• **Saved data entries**
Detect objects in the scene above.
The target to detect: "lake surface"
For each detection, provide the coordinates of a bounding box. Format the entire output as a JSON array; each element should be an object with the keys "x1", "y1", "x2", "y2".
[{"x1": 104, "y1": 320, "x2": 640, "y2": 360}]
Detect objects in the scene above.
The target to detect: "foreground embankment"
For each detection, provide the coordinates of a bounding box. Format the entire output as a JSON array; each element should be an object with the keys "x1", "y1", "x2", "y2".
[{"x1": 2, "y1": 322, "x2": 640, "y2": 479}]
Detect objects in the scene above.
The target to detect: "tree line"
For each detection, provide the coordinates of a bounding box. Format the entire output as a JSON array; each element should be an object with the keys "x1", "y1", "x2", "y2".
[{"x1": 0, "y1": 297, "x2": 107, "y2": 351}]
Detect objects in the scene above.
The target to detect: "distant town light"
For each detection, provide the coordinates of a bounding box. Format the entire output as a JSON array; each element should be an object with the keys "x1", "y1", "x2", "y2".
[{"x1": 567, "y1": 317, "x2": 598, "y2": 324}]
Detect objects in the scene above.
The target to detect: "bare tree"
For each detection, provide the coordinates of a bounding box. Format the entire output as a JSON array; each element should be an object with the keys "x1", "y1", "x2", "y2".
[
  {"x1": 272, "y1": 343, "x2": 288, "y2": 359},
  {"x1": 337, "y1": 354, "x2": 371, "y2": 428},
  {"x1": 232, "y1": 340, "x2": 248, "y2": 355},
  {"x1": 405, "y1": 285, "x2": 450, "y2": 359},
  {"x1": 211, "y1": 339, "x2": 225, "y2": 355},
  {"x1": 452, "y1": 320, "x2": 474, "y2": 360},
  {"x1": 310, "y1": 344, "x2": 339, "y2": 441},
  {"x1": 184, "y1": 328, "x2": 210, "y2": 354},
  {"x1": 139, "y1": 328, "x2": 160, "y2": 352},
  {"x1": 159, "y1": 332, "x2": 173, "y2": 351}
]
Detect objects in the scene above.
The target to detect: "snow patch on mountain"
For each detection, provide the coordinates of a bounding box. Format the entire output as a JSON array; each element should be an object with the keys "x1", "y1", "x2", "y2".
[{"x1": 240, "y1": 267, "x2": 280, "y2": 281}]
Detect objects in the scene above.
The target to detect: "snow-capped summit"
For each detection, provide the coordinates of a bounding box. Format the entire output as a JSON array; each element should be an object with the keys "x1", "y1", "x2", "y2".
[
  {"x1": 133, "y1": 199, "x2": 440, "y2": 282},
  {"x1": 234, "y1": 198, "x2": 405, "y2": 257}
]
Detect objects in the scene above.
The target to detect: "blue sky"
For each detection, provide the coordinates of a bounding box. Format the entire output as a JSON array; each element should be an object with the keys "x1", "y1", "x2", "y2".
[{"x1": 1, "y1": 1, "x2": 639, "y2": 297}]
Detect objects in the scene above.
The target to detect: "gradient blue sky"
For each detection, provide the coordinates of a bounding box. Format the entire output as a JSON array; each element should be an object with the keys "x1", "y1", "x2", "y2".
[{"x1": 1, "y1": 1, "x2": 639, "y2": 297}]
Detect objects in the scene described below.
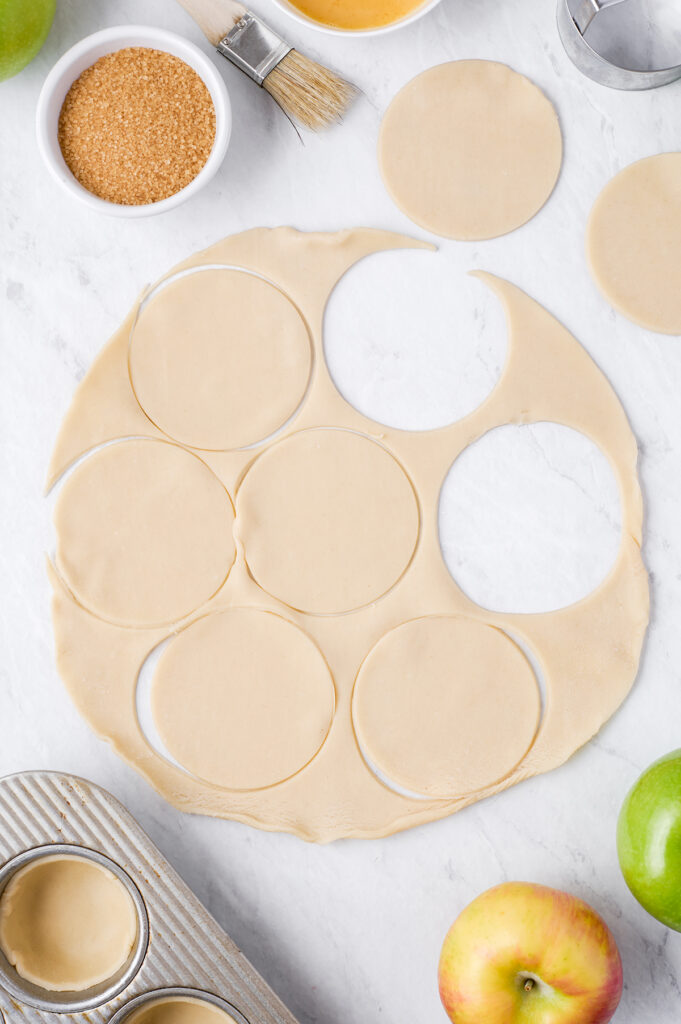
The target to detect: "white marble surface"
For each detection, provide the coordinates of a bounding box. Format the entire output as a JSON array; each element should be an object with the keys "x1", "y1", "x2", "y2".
[{"x1": 2, "y1": 0, "x2": 681, "y2": 1020}]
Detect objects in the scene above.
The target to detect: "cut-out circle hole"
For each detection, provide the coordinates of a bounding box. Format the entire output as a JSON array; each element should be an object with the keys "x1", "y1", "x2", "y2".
[
  {"x1": 324, "y1": 251, "x2": 505, "y2": 431},
  {"x1": 439, "y1": 423, "x2": 622, "y2": 614}
]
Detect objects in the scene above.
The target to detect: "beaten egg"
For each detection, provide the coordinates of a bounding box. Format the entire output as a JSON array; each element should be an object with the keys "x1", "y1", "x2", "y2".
[{"x1": 287, "y1": 0, "x2": 429, "y2": 30}]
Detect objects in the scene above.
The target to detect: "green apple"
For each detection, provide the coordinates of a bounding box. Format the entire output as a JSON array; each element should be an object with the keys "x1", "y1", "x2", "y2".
[
  {"x1": 0, "y1": 0, "x2": 56, "y2": 82},
  {"x1": 438, "y1": 882, "x2": 623, "y2": 1024},
  {"x1": 617, "y1": 748, "x2": 681, "y2": 930}
]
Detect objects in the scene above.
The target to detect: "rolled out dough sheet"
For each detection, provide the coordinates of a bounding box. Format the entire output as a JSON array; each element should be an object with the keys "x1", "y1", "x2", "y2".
[
  {"x1": 586, "y1": 153, "x2": 681, "y2": 334},
  {"x1": 48, "y1": 228, "x2": 648, "y2": 842},
  {"x1": 130, "y1": 269, "x2": 312, "y2": 450},
  {"x1": 379, "y1": 61, "x2": 562, "y2": 241},
  {"x1": 0, "y1": 855, "x2": 136, "y2": 992},
  {"x1": 127, "y1": 997, "x2": 239, "y2": 1024}
]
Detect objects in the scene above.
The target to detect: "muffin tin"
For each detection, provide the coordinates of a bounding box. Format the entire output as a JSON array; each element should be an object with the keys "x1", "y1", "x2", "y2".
[{"x1": 0, "y1": 770, "x2": 298, "y2": 1024}]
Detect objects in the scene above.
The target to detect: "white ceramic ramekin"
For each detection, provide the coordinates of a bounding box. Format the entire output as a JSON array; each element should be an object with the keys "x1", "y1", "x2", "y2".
[
  {"x1": 269, "y1": 0, "x2": 443, "y2": 37},
  {"x1": 36, "y1": 25, "x2": 231, "y2": 218}
]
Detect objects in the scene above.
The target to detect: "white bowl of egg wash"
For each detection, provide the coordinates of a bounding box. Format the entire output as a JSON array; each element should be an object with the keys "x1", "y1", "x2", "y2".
[
  {"x1": 268, "y1": 0, "x2": 443, "y2": 35},
  {"x1": 36, "y1": 25, "x2": 231, "y2": 217}
]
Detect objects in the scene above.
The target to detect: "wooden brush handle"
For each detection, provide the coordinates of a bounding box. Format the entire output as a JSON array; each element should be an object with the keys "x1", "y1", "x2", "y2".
[{"x1": 176, "y1": 0, "x2": 248, "y2": 46}]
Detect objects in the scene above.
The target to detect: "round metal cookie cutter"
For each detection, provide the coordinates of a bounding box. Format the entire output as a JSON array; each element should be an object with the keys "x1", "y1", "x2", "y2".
[
  {"x1": 558, "y1": 0, "x2": 681, "y2": 89},
  {"x1": 0, "y1": 843, "x2": 149, "y2": 1014}
]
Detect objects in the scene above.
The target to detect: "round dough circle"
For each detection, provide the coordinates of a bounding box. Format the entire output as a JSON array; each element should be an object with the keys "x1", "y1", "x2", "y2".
[
  {"x1": 129, "y1": 269, "x2": 312, "y2": 450},
  {"x1": 378, "y1": 61, "x2": 562, "y2": 241},
  {"x1": 151, "y1": 609, "x2": 335, "y2": 790},
  {"x1": 353, "y1": 616, "x2": 541, "y2": 797},
  {"x1": 0, "y1": 855, "x2": 137, "y2": 992},
  {"x1": 236, "y1": 429, "x2": 419, "y2": 614},
  {"x1": 587, "y1": 153, "x2": 681, "y2": 334},
  {"x1": 55, "y1": 440, "x2": 235, "y2": 628},
  {"x1": 126, "y1": 997, "x2": 239, "y2": 1024}
]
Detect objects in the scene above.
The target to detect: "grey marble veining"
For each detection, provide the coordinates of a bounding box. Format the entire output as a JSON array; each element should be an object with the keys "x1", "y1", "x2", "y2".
[{"x1": 2, "y1": 1, "x2": 681, "y2": 1022}]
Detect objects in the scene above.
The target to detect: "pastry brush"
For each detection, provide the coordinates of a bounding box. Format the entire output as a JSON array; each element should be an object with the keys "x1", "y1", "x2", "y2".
[{"x1": 177, "y1": 0, "x2": 358, "y2": 130}]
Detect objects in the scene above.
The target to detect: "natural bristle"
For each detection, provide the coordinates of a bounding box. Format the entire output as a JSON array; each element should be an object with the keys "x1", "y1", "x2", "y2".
[{"x1": 263, "y1": 50, "x2": 359, "y2": 132}]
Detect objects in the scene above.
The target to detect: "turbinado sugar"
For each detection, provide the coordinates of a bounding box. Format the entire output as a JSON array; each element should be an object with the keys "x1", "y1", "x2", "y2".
[{"x1": 58, "y1": 47, "x2": 216, "y2": 206}]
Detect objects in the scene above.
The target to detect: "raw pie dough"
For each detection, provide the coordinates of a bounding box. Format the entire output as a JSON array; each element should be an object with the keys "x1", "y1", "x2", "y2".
[
  {"x1": 130, "y1": 269, "x2": 312, "y2": 449},
  {"x1": 236, "y1": 428, "x2": 419, "y2": 614},
  {"x1": 353, "y1": 616, "x2": 541, "y2": 798},
  {"x1": 587, "y1": 153, "x2": 681, "y2": 334},
  {"x1": 48, "y1": 228, "x2": 648, "y2": 842},
  {"x1": 152, "y1": 609, "x2": 335, "y2": 789},
  {"x1": 54, "y1": 439, "x2": 235, "y2": 628},
  {"x1": 127, "y1": 997, "x2": 239, "y2": 1024},
  {"x1": 0, "y1": 855, "x2": 137, "y2": 991},
  {"x1": 379, "y1": 61, "x2": 563, "y2": 241}
]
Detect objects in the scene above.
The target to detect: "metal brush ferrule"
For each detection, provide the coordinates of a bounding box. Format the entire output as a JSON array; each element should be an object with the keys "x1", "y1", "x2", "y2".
[{"x1": 217, "y1": 13, "x2": 292, "y2": 86}]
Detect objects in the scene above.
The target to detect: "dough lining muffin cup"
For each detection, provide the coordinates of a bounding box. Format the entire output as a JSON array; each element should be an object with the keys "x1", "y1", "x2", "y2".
[
  {"x1": 108, "y1": 986, "x2": 252, "y2": 1024},
  {"x1": 0, "y1": 844, "x2": 148, "y2": 1014}
]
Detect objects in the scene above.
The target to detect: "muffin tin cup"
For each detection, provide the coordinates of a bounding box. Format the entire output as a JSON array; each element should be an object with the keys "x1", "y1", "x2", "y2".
[
  {"x1": 0, "y1": 844, "x2": 149, "y2": 1014},
  {"x1": 109, "y1": 987, "x2": 252, "y2": 1024},
  {"x1": 0, "y1": 771, "x2": 298, "y2": 1024}
]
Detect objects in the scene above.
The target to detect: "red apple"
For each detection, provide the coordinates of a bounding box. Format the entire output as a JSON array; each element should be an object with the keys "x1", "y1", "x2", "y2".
[{"x1": 438, "y1": 882, "x2": 623, "y2": 1024}]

• **How to complete this task**
Copy out each line of the entries that holds "brush".

• **Output**
The target to detect: "wooden brush handle"
The target to detect: "pastry brush"
The target to detect: "metal brush ferrule"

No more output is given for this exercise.